Task statement:
In the rows below, change every "patch of grass" to "tuft of grass" and leave all other text unchanged.

Items from a data source
++++++++

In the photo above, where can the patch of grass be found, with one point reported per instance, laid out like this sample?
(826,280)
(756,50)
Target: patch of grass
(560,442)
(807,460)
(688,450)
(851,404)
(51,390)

++++++++

The result:
In the photo above, where can the tuft of grass be found, with one point reported per instance, laid out like this sample?
(826,280)
(756,50)
Target: tuft of grass
(560,442)
(807,460)
(688,450)
(851,404)
(51,390)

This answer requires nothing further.